- _Passage given_
──────────

Antonin Dvorak in love

Bradley Winterton

Antonin Dvorak (1841-1904) is one of the most popular composers, and some of his most popular works were written during a three-year stay in the United States of America.

Born a Czech, Dvorak had already received huge acclaim in his native country, as well as internationally, when he accepted an invitation to go to the U.S in 1892 as the director of the New York National Conservatory.

During his stay, he composed both his famous Cello Concerto and his beloved Symphony Number 9, “From the New World”. This symphony will be performed by the Ho Chi Minh Ballet and Symphony Orchestra (HBSO) on Sunday, April 29 in the Saigon Opera House, beginning at 8 p.m.

Both works incorporate melodies Dvorak had absorbed while in the U.S, some derived from Native American sources, some from Afro-American ones. But Dvorak found the two sources almost identical, as he wrote in a newspaper article whilst in New York. And each of them, he said, ought to be the ground base on which future American music is based.

──────────

- _Extracted material_
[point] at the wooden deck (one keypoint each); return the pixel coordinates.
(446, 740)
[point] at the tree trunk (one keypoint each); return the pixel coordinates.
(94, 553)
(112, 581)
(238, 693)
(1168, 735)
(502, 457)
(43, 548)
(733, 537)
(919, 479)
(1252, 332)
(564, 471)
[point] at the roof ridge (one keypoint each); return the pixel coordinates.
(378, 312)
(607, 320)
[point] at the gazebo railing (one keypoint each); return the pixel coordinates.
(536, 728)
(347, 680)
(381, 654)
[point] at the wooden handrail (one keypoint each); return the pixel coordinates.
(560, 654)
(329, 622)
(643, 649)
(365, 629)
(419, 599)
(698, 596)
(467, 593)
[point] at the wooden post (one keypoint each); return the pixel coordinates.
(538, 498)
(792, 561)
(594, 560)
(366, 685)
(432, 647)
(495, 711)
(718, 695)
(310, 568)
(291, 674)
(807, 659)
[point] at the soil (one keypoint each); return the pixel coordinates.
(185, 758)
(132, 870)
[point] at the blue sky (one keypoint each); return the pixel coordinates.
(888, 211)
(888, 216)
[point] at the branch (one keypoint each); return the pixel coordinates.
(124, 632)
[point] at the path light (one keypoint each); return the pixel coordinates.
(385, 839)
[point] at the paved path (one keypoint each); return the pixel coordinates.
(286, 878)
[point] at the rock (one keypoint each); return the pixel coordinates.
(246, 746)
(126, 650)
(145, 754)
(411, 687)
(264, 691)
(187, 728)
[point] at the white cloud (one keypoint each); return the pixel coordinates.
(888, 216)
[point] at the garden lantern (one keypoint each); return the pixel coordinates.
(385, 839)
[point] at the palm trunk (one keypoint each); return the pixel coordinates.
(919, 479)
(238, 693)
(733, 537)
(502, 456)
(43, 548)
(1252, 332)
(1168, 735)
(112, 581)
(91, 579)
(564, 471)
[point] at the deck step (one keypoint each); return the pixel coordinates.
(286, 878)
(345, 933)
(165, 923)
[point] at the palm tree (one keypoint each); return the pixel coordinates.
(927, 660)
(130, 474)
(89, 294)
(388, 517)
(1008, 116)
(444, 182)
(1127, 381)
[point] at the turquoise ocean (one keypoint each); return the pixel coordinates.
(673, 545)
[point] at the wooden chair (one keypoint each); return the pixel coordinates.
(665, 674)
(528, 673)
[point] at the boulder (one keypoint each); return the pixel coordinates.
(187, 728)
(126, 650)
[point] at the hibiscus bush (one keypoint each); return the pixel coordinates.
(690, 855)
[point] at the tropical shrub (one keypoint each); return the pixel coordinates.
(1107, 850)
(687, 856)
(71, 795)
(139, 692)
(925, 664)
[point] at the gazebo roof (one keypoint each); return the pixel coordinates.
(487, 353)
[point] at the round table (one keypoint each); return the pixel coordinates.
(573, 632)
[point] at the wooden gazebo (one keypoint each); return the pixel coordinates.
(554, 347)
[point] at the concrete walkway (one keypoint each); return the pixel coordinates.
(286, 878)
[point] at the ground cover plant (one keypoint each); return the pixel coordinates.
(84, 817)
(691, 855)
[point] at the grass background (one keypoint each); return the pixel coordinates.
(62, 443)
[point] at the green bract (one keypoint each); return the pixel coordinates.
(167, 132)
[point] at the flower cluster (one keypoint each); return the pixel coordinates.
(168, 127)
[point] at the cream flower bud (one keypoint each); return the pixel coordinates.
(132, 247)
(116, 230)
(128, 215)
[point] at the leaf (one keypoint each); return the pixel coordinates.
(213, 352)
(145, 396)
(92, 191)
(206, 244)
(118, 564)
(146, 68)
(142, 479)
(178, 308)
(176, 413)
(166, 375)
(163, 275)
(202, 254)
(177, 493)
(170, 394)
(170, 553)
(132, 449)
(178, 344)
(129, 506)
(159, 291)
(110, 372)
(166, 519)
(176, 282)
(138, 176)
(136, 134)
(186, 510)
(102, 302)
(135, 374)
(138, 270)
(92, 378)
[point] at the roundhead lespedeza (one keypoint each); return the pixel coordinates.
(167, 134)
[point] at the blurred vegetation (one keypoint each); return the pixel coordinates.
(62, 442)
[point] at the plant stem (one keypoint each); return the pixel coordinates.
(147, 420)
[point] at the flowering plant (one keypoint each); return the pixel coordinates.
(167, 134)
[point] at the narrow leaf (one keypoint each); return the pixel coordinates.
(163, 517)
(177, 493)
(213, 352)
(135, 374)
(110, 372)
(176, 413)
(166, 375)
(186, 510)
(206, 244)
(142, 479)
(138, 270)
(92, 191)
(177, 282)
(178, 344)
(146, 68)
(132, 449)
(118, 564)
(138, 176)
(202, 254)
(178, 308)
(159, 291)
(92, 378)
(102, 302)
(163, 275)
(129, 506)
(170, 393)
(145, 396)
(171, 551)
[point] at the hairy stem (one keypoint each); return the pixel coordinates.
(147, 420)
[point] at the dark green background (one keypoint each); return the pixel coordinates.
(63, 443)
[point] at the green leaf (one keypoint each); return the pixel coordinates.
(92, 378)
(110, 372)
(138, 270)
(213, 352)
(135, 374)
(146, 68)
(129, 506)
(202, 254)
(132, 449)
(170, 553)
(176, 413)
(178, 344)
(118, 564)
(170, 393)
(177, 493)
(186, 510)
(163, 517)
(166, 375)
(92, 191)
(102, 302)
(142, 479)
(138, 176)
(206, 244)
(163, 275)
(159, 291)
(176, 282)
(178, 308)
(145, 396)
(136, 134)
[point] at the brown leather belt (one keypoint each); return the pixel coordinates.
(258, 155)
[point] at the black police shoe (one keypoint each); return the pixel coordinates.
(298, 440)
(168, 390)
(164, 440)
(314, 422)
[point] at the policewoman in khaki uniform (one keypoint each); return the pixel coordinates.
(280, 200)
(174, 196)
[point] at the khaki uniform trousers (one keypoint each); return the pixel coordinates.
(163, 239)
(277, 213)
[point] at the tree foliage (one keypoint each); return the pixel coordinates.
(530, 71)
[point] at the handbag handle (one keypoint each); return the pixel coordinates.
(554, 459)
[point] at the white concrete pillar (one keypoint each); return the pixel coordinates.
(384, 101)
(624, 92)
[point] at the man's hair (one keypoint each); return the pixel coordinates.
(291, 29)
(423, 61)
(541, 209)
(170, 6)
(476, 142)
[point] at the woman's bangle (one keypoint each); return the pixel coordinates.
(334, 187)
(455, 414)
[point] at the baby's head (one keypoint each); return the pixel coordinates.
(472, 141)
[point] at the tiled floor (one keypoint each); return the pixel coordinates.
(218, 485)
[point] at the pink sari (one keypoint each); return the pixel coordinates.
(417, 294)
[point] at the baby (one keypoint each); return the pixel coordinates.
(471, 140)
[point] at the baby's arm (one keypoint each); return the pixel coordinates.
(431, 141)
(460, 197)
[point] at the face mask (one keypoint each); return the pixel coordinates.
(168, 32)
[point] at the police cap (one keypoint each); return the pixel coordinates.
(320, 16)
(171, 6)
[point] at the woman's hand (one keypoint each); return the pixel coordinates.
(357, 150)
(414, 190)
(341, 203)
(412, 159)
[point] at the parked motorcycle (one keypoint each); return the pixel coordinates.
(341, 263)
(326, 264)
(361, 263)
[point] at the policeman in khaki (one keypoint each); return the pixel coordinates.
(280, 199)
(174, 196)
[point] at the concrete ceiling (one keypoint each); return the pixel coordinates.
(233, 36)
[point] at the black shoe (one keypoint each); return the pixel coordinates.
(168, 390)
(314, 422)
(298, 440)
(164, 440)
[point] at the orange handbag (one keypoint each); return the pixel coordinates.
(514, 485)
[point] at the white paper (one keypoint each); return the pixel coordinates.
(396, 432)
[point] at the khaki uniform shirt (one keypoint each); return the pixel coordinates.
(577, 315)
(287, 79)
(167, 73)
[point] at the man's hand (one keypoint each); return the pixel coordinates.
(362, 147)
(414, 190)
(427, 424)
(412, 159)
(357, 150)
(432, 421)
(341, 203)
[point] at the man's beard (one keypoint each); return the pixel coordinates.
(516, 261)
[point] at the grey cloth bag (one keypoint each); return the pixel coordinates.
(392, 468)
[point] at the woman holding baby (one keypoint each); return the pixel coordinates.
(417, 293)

──────────

- _Work instructions_
1: Pull out each line of the rows that contains the word "white".
2: Write the next part of the passage on Dvorak's years in the United States, picking up after its final sentence.

- _Results_
1:
[point] at the white cloud (one keypoint each); return the pixel coordinates.
[point] at the white concrete pillar (one keypoint each); return the pixel coordinates.
[point] at the white paper (one keypoint each); return the pixel coordinates.

2:
Dvorak always loved broad melodies, but he was also deeply touched by nature and said that without his experience of the huge North American landscapes he would never have completed these masterpieces.

But there was something else that was affecting him during his stay on the opposite side of the Atlantic from his homeland. This was his doomed love for his sister-in-law, Josefina Kaunitzova.

Thus it was that a mixture of ecstasy at the American landscape and enthusiasm for Native American and Afro-American songs combined with a profound sadness over the fact that his love with Josefina could never blossom.

Such an unusual mixture of happiness and melancholy is perhaps an ideal recipe for any work of art. It’s found in almost all Mozart’s operas, for example, like the French novelist Stendhal who combined the two to an almost unbelievable degree.

The result of this is the New World Symphony, as it’s usually called, and is known as the popular symphony ever written. The famed astronaut Neil Armstrong took a recording of it to the moon being the first human to land there in 1969 – quite appropriate for an American, you might think.

The story of Dvorak’s doomed love affair was told in a novel, Dvorak in Love, by the Czech writer Josef Skvorechy in 1988. [I used to own a copy, but I exchanged it with another music critic for a collection of Thomas Mann’s musical criticism, Pro and Contra Wagner (1985), which contained the incomparably wonderful essay ‘The Sorrows and Grandeur of Richard Wagner’].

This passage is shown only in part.